-- Seitenauszug --
# Wie mach ich einen Reset bei einer Sinumerik 840D



## Trabbi (14 August 2009)

Hallo zusammen,

hab ein Problem bei einer Sinumerik 840D und würde dieses "Ding" gerne reseten. Wie mach ich denn das? Besten Dank im Voraus!

Gruß
Trabbi


----------



## HaDi (14 August 2009)

Was verstehst du denn unter Reset ?
Einen NCK-Power-On-Reset kannst du über den Bedienbereich Inbetriebnahme per Softkey oder alternativ über den Reset-Taster an der NCU durchführen, Hauptschalter aus/ein dürfte einen ähnlichen Effekt haben.
Oder willst du NC/PLC löschen und eine Wiederinbetriebnahme machen ?

Grüße von HaDi


----------



## Trabbi (14 August 2009)

*Ich hab noch.....*

keine Erfahrung mit einer Sinumerik. wenn du aber sagst, an der NCU sitzt ein Reset-Taster, bin ich schon mal ein Stück weiter. Was genau resete ich mit dieser Taste? 
Eine zweite Frage hätte ich noch im Zusammenhang mit SPSen allgemein. Was ist der Unterschied zwischen sog. Warm- und Kaltstarts.???


----------



## HaDi (14 August 2009)

Mit dem Reset bringst du NC und PLC dazu, neu anzulaufen. Der Vorteil gegenüber Haupschalter aus/ein ist, dass das Bedienfeld anbleibt und man nicht 5 Min. auf dessen Hochlauf warten muss.
Zum Thema Warm-/Kaltstart kannst du ja mal die Suchfunktion dieses Forums bemühen, da kommen dann z.B. solche
http://www.sps-forum.de/showthread.php?t=21501&highlight=Kaltstart
Beiträge zu Tage.

Grüße von HaDi


----------



## Trabbi (14 August 2009)

*OK, dank Dir...*

damit bin komm ich weiter. Schönen Tag noch!

Gruß
Trabbi


----------



## Guste (18 August 2009)

Urlöschen der PLC machst am besten über das Pg dann sparst du dir das gefisel mit dem Schalter S4


----------

-- Einträge --
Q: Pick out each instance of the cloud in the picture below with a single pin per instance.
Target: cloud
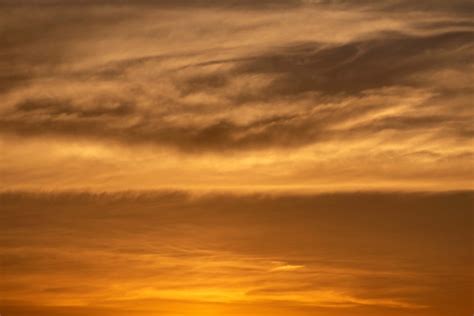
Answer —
(273, 94)
(372, 252)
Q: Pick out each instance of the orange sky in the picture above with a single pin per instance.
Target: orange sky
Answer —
(234, 157)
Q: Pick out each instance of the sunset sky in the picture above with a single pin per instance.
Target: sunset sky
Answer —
(236, 157)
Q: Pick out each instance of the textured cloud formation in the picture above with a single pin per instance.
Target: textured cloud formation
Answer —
(337, 89)
(180, 254)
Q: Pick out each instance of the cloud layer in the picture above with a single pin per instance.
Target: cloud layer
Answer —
(181, 254)
(192, 79)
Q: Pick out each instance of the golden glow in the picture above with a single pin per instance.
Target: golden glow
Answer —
(200, 157)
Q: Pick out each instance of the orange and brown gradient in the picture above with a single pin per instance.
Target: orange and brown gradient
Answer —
(261, 158)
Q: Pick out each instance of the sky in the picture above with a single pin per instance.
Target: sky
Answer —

-- Zu erledigende Aufgaben --
- 1) Welchen Vorteil hat der Reset laut Seitenauszug gegenüber dem Aus- und Einschalten am Hauptschalter?
- 2) Geben Sie aus dem Seitenauszug den Abschnitt zwischen „Zum Thema Warm-/Kaltstart“ und „Beiträge zu Tage.“ einschließlich wortgetreu aus.

-- Lösungen der Aufgaben --
- 1) Das Bedienfeld bleibt an, sodass man nicht 5 Minuten auf dessen Hochlauf warten muss.

- 2)
Zum Thema Warm-/Kaltstart kannst du ja mal die Suchfunktion dieses Forums bemühen, da kommen dann z.B. solche
http://www.sps-forum.de/showthread.php?t=21501&highlight=Kaltstart
Beiträge zu Tage.